## YOUR TASK
Could you repeat, word for word, the lines of the rows below, from the line containing "Guideline: for each instance of the clear" through the last line of the rows, with both ends included?

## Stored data
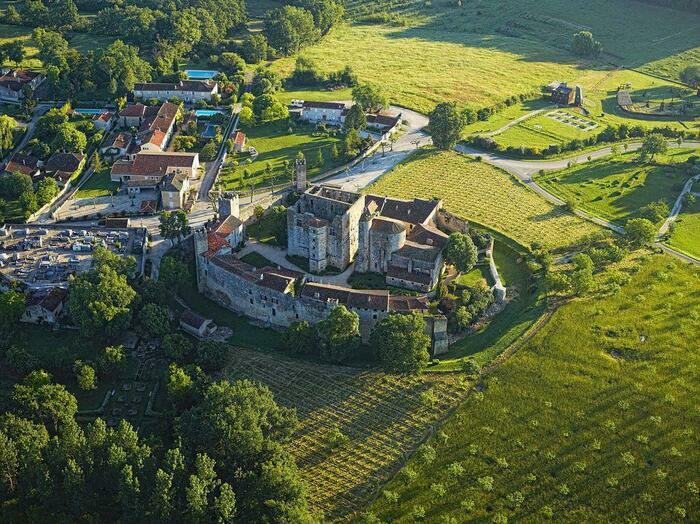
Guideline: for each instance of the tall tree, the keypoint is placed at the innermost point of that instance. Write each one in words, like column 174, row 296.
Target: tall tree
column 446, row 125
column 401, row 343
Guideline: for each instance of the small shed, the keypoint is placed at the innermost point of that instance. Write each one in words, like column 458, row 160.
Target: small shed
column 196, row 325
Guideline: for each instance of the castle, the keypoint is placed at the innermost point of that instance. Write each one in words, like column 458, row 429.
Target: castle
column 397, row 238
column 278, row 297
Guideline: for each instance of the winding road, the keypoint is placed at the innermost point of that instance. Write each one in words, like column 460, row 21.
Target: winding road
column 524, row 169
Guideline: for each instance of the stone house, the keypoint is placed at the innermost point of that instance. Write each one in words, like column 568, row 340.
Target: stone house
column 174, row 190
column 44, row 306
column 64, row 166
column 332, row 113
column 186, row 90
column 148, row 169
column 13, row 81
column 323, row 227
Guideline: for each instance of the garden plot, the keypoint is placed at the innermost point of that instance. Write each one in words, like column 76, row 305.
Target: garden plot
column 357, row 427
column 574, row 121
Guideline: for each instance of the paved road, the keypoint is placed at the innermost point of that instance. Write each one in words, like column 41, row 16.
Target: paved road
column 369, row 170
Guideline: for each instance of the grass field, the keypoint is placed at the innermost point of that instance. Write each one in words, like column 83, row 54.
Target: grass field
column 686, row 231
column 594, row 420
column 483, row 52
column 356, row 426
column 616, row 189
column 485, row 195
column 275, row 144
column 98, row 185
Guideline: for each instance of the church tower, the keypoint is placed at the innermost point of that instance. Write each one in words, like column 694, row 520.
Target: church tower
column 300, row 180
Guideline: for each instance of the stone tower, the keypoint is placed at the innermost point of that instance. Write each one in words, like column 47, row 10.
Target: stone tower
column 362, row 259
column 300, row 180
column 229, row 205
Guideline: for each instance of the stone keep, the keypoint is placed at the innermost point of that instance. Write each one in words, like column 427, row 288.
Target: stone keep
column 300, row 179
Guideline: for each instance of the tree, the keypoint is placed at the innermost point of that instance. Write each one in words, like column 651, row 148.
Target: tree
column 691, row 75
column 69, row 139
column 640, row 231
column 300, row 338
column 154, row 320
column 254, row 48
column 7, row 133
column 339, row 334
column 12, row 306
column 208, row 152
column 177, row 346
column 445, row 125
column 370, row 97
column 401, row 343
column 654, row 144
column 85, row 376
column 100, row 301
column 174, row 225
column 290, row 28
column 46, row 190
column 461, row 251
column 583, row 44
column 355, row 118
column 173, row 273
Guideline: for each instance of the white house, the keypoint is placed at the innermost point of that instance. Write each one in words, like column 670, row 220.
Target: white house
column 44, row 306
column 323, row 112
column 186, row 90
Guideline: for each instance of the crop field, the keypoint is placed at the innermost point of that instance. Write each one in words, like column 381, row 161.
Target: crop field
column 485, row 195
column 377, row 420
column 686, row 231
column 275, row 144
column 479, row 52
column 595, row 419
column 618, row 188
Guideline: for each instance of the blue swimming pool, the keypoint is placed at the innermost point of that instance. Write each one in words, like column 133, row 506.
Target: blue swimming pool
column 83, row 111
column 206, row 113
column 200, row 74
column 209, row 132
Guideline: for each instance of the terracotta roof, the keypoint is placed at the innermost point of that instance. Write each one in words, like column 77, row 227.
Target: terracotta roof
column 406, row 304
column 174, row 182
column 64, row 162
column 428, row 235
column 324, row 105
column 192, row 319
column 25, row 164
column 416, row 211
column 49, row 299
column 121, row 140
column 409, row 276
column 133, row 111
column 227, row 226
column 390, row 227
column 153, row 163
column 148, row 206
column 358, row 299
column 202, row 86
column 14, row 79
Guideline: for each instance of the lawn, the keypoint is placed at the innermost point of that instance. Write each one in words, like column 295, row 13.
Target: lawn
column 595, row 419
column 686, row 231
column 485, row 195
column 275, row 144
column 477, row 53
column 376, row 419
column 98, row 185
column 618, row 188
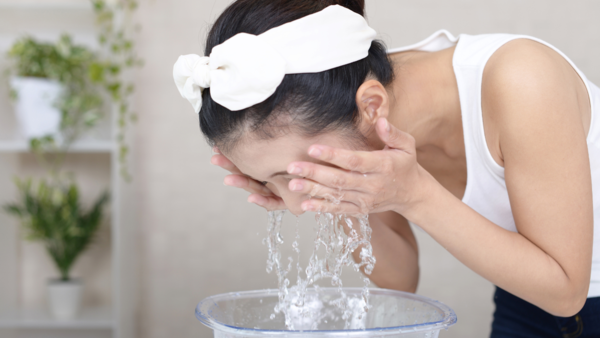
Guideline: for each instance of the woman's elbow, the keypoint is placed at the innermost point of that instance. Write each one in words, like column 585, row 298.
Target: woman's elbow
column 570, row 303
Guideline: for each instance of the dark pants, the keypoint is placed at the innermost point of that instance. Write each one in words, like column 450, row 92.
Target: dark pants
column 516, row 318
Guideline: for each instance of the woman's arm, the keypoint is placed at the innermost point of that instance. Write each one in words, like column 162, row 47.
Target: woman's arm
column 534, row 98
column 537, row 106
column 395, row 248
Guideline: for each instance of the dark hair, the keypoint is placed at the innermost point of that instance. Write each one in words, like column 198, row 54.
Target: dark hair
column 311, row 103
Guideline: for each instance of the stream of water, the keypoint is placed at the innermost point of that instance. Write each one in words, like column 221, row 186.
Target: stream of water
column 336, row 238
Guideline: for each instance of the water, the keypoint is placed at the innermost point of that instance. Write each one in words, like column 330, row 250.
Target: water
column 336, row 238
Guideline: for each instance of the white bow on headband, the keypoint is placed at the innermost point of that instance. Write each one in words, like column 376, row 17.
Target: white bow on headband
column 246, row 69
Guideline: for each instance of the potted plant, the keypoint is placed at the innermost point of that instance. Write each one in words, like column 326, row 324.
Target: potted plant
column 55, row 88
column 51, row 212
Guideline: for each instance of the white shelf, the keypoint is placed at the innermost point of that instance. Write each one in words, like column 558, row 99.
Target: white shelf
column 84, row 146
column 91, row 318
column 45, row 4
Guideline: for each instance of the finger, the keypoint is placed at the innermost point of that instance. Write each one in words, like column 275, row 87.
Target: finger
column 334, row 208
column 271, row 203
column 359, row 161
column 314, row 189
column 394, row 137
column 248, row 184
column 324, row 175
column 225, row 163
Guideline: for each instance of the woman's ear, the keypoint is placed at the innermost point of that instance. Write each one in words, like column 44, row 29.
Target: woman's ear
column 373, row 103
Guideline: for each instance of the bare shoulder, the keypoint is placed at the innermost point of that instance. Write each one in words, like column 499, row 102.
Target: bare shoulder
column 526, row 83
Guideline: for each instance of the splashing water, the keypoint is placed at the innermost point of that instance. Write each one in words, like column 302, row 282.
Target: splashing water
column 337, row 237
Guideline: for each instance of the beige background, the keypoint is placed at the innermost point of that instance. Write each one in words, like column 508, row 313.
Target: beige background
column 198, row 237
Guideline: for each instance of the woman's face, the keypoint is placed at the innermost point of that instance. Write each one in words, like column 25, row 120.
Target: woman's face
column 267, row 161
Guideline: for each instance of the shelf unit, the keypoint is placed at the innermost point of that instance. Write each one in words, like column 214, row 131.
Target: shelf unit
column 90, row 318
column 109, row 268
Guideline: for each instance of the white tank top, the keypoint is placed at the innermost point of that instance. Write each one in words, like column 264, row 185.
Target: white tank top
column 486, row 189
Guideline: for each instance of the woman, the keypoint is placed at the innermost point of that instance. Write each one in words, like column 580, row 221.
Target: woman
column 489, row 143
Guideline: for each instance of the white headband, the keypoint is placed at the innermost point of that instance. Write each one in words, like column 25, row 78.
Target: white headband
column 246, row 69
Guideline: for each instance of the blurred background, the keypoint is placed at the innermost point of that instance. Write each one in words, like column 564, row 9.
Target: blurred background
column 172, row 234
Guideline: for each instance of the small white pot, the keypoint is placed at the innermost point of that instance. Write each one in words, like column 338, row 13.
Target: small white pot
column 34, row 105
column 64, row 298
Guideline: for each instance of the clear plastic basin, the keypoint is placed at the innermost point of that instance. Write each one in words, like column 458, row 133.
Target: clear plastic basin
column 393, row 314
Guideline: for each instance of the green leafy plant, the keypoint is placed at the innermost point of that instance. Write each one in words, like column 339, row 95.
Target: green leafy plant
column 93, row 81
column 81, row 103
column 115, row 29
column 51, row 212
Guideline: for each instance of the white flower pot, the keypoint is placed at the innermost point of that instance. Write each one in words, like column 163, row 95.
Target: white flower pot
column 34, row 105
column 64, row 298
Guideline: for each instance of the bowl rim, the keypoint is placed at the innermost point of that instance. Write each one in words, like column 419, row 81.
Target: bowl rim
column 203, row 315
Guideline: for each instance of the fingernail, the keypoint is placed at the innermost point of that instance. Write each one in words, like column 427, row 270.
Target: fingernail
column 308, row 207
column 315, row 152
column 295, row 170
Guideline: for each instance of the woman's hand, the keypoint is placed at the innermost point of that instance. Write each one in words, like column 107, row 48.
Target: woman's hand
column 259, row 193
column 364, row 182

## THE OUTPUT
Guideline: for each instance of the clear plastic basin, the keypoint is placed at the innermost point of that instance. Write each one in words, like column 458, row 133.
Target: clear plastic basin
column 393, row 314
Guideline: for each instance of the green leafy plant, the keypoint is placed at the innermost point of that instance. Write each one in words, like column 339, row 95.
Target: green leafy plant
column 93, row 81
column 81, row 103
column 115, row 29
column 51, row 212
Guideline: for each instance of the white flower pot, the keypoint is placed at the innermost point of that instance. Write each one in words, like column 163, row 95.
Target: white flower pot
column 34, row 105
column 64, row 298
Guideline: for each instance of the bowl rim, the keypoint is placed at the innermost point of that instance. Write each one in words, like column 419, row 81.
Target: bowl rim
column 203, row 315
Guideline: for each instance of the fingernail, the keypoint is placed at the innermost point of that instance. Write each one in words, like column 427, row 270.
Target: fingernail
column 308, row 207
column 315, row 152
column 295, row 170
Guideline: for each instance of the woman's hand, the keypoint is placed at the innermost point of that instance. Write each one in words, like column 107, row 48.
Target: woman's hand
column 259, row 193
column 364, row 182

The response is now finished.